::: TASK DATA :::

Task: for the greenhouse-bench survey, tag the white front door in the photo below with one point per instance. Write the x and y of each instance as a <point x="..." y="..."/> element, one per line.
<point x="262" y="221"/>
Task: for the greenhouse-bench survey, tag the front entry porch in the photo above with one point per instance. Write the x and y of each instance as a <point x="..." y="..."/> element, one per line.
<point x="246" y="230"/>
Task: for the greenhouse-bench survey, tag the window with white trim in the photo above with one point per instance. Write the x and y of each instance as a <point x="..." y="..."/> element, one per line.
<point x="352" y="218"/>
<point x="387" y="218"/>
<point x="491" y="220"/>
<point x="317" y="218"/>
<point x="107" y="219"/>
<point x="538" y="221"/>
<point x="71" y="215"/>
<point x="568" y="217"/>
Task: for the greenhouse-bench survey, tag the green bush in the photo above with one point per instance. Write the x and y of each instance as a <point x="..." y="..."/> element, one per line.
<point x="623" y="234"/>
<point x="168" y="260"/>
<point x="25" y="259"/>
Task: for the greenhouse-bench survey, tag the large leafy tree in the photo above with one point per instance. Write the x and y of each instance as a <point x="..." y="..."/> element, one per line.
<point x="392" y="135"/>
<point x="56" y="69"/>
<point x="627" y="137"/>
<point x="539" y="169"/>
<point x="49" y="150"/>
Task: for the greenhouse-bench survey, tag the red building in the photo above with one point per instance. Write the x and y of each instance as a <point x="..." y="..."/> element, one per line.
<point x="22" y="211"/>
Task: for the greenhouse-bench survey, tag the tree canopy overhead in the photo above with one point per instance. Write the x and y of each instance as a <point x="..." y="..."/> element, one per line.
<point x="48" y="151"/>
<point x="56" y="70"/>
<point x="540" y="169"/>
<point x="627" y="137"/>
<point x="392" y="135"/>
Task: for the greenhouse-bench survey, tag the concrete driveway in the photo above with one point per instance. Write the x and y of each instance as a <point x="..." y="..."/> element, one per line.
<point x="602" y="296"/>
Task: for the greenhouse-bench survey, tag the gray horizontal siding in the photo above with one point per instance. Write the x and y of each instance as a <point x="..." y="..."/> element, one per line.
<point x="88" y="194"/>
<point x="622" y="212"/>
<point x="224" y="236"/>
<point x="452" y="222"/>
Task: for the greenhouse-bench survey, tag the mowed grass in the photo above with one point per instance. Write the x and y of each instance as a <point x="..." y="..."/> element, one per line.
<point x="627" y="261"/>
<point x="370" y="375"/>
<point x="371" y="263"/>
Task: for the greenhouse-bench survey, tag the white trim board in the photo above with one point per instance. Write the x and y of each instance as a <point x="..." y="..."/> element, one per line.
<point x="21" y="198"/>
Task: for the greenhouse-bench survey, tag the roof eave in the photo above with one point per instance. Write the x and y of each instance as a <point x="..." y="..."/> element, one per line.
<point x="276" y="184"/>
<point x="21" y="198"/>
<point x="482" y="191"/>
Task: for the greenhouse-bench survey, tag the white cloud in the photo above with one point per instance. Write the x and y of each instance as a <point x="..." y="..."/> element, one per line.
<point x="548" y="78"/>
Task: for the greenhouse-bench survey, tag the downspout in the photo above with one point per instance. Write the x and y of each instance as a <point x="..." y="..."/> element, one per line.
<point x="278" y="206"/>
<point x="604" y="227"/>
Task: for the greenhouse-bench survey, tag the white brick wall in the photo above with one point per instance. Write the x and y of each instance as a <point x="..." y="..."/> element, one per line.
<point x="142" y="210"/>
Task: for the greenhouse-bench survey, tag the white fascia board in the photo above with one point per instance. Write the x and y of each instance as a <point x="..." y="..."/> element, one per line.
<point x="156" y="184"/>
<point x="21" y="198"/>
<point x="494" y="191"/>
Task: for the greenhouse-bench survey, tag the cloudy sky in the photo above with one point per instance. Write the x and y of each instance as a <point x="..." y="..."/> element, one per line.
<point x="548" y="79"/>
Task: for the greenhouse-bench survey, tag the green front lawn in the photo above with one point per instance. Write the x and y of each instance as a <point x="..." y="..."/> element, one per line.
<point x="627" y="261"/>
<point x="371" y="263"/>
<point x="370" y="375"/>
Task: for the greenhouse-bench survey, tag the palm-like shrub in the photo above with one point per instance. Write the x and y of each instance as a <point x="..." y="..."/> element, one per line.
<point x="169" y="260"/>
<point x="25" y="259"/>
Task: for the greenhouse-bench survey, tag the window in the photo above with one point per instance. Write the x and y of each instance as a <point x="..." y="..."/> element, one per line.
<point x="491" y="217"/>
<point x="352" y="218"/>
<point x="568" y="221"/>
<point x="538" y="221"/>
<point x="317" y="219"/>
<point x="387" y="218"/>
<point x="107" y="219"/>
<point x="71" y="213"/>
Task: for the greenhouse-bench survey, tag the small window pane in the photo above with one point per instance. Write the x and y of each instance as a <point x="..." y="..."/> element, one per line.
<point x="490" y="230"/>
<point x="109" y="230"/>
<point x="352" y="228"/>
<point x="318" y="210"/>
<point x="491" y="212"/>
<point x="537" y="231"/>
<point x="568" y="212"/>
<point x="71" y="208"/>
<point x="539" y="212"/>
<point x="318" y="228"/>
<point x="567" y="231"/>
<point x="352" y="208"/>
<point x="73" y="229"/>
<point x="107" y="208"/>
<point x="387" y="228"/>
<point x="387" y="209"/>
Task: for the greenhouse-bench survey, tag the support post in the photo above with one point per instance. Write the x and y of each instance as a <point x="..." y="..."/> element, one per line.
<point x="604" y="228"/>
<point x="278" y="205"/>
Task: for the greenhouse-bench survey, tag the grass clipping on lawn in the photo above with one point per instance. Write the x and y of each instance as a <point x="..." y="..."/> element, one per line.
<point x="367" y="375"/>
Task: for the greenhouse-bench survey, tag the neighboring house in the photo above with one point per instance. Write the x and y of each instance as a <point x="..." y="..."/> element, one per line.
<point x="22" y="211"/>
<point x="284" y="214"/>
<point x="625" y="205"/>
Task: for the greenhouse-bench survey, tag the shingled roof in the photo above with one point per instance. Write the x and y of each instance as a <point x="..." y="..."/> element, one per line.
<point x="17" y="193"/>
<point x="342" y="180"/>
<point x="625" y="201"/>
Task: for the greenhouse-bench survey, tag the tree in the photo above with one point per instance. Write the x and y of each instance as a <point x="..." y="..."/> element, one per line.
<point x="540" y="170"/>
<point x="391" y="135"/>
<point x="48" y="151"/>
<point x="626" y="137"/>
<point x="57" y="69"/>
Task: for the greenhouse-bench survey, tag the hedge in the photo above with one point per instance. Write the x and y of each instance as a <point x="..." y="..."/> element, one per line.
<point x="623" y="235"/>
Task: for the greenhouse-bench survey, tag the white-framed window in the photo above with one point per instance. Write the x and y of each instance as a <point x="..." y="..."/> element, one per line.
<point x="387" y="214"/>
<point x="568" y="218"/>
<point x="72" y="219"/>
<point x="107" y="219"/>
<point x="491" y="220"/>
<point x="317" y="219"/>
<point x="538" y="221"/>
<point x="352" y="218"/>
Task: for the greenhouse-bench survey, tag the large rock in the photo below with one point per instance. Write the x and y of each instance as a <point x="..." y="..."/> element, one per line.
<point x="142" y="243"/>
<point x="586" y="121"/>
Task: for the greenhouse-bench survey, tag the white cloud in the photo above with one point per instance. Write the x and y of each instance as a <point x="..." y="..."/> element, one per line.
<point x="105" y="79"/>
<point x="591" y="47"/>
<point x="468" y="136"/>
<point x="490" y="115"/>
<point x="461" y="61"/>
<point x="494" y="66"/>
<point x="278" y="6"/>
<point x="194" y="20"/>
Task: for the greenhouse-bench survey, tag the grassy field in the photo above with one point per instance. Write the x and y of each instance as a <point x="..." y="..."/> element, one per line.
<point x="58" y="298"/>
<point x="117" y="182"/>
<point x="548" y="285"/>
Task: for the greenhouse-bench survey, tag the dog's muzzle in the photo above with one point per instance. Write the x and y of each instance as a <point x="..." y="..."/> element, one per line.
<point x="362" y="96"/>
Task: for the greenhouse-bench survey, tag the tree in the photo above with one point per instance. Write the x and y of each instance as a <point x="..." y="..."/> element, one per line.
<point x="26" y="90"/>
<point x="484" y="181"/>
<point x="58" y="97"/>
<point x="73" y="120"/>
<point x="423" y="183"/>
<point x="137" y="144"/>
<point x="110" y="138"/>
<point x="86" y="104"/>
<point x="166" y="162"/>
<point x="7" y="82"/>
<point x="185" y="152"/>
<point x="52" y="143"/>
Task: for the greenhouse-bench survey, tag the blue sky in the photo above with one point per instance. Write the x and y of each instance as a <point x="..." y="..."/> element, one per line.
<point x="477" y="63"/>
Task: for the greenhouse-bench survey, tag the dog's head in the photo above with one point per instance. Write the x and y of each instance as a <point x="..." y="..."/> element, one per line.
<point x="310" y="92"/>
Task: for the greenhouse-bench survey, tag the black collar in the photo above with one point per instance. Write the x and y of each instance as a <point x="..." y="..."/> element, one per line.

:::

ACTIVITY
Set down exactly what runs from the line containing "Task: for the greenhouse-bench survey, tag the dog's head" through the last line above, both lines included.

ANSWER TO THIS TASK
Task: for the greenhouse-bench survey, tag the dog's head in the photo above with one point per instance. Write the x and y of each instance as a <point x="..." y="..."/> element, one per line.
<point x="310" y="92"/>
Task: for the greenhouse-bench survey, tag the black collar in the photo above with one point per instance. Write the x and y of each instance as a <point x="..." y="..."/> element, one per line.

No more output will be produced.